**DIRECTION**
Copy all of the material below exactly.

**RECORDS FOR THE EXERCISE**
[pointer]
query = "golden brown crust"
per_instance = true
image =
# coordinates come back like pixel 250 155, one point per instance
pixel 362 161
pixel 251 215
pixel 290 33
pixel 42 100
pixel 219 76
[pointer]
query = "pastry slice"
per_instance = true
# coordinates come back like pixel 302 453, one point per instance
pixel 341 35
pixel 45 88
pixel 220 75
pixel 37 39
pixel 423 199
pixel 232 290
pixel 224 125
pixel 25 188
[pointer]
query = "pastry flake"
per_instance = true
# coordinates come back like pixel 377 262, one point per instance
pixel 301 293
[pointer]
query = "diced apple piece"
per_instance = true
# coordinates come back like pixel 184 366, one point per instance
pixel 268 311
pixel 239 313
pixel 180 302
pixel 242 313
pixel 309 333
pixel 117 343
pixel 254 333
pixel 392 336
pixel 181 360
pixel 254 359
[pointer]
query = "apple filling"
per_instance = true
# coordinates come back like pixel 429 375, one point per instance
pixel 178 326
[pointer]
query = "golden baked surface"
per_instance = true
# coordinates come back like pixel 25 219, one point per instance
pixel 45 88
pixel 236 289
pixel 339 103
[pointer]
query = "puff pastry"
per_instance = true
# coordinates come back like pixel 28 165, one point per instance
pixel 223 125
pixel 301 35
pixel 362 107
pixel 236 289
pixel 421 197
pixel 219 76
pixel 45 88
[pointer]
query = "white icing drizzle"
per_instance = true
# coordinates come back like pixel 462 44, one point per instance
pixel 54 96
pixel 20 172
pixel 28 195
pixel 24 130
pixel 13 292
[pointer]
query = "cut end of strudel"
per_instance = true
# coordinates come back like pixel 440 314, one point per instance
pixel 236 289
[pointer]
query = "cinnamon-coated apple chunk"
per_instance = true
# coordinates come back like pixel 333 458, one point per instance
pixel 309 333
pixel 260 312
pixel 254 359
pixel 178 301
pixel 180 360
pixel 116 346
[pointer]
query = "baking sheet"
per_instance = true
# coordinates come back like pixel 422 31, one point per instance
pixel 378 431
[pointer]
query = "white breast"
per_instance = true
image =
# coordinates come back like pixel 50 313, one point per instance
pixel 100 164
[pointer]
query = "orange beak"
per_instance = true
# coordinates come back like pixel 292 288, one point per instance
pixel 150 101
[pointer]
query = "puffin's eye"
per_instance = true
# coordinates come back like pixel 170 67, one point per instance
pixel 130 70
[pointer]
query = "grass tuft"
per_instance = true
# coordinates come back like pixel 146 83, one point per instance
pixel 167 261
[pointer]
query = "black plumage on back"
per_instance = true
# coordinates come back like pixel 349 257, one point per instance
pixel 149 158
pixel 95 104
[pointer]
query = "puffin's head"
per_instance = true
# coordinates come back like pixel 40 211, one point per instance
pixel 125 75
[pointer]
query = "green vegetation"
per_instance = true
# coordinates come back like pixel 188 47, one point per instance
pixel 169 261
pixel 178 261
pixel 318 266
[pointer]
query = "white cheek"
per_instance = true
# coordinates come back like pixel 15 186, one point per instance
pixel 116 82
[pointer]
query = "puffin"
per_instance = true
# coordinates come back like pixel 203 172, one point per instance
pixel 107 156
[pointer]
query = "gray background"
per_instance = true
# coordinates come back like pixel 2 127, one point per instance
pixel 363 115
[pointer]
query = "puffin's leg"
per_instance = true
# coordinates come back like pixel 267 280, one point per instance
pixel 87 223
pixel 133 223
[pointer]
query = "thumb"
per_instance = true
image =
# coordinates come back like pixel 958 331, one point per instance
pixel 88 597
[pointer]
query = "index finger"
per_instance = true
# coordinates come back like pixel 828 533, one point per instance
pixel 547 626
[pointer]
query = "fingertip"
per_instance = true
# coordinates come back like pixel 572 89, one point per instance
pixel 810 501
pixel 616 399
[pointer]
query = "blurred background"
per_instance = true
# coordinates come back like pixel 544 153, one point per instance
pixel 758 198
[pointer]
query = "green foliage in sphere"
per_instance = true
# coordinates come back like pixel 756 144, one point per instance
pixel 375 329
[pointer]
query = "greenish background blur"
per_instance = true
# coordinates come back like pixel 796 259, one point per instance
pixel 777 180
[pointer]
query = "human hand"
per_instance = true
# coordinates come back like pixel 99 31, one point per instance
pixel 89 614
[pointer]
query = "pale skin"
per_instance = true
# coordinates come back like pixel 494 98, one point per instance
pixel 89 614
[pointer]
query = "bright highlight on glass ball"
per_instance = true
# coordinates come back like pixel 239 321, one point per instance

**EXPECTED OUTPUT**
[pointer]
query = "golden brown crust"
per_instance = true
image =
# coordinates come back like pixel 250 155, one point per instance
pixel 362 161
pixel 251 215
pixel 290 33
pixel 42 100
pixel 219 76
[pointer]
query = "pastry slice"
per_instance = true
# coordinates come back like pixel 302 453, one point per instance
pixel 341 35
pixel 45 88
pixel 220 75
pixel 37 39
pixel 423 199
pixel 232 290
pixel 224 125
pixel 25 188
[pointer]
query = "pastry flake"
per_instance = true
# coordinates come back like pixel 377 262, one point per instance
pixel 301 293
[pointer]
query = "diced apple piece"
per_instance = true
# coordinates come back like pixel 184 366, one point per instance
pixel 268 311
pixel 239 313
pixel 180 302
pixel 242 313
pixel 309 333
pixel 117 343
pixel 254 333
pixel 392 336
pixel 181 360
pixel 254 359
[pointer]
query = "apple filling"
per_instance = true
# coordinates come back like pixel 429 375, one point per instance
pixel 178 326
[pointer]
query = "golden baked surface"
per_instance = true
# coordinates come back like pixel 25 219, one point per instance
pixel 45 88
pixel 236 289
pixel 339 103
[pointer]
query = "puff pastry"
per_instance = true
# coordinates come back like pixel 28 165, one point per instance
pixel 223 125
pixel 301 35
pixel 362 107
pixel 236 289
pixel 421 197
pixel 219 76
pixel 45 88
[pointer]
query = "white icing drizzle"
per_instance = true
# coordinates come back like pixel 462 44, one point per instance
pixel 54 96
pixel 20 172
pixel 28 195
pixel 24 130
pixel 13 292
[pointer]
query = "cut end of strudel"
per_instance = true
# coordinates come back like pixel 440 314, one point per instance
pixel 236 289
[pointer]
query = "cinnamon-coated apple chunk"
per_instance = true
# coordinates come back like pixel 333 458, one point per instance
pixel 309 333
pixel 260 312
pixel 254 359
pixel 178 301
pixel 180 360
pixel 116 346
[pointer]
query = "baking sheet"
per_instance = true
# coordinates come back like pixel 422 31, one point per instance
pixel 378 431
[pointer]
query = "white breast"
per_instance = true
image =
# coordinates come back like pixel 50 313, one point per instance
pixel 100 164
[pointer]
query = "orange beak"
per_instance = true
# coordinates come back like pixel 292 288, one point per instance
pixel 150 101
[pointer]
query = "puffin's eye"
per_instance = true
# coordinates come back like pixel 170 67, one point per instance
pixel 130 70
[pointer]
query = "grass tuft"
per_instance = true
# coordinates come back like pixel 146 83, one point per instance
pixel 167 261
[pointer]
query = "black plumage on back"
per_instance = true
# coordinates come back like pixel 349 257, one point per instance
pixel 149 158
pixel 95 104
[pointer]
query = "puffin's head"
per_instance = true
# coordinates come back like pixel 40 211, one point per instance
pixel 125 75
[pointer]
query = "green vegetation"
per_instance = true
# coordinates come back like pixel 188 47, one point per instance
pixel 169 261
pixel 178 261
pixel 318 266
[pointer]
query = "white cheek"
per_instance = true
# coordinates come back like pixel 15 186, one point per instance
pixel 116 82
[pointer]
query = "puffin"
per_instance = true
# coordinates come back like pixel 203 172, one point per instance
pixel 107 156
[pointer]
query = "gray background"
per_instance = true
# coordinates come back like pixel 2 127, one point per instance
pixel 363 115
[pointer]
query = "puffin's leg"
per_instance = true
# coordinates come back like pixel 267 280, one point per instance
pixel 87 223
pixel 133 223
[pointer]
query = "thumb"
per_instance = true
image =
# coordinates come back like pixel 958 331, one point per instance
pixel 88 597
[pointer]
query = "index finger"
per_instance = true
# coordinates come back like pixel 828 533, one point per instance
pixel 547 626
[pointer]
query = "fingertip"
per_instance = true
# coordinates come back like pixel 572 89, one point per instance
pixel 810 501
pixel 616 399
[pointer]
query = "blurred background"
per_instance = true
# coordinates come back like pixel 544 153, one point per instance
pixel 758 198
[pointer]
query = "green foliage in sphere"
per_instance = true
# coordinates come back like pixel 756 144, one point per instance
pixel 375 329
[pointer]
query = "greenish background blur"
per_instance = true
# coordinates come back like pixel 796 259, one point per instance
pixel 777 180
[pointer]
query = "human hand"
per_instance = true
# coordinates come back like pixel 99 31, one point per instance
pixel 89 614
[pointer]
query = "pale skin"
per_instance = true
# coordinates come back like pixel 494 98, one point per instance
pixel 89 614
[pointer]
query = "bright highlight on glass ball"
per_instance = true
# coordinates come back like pixel 239 321, one point per instance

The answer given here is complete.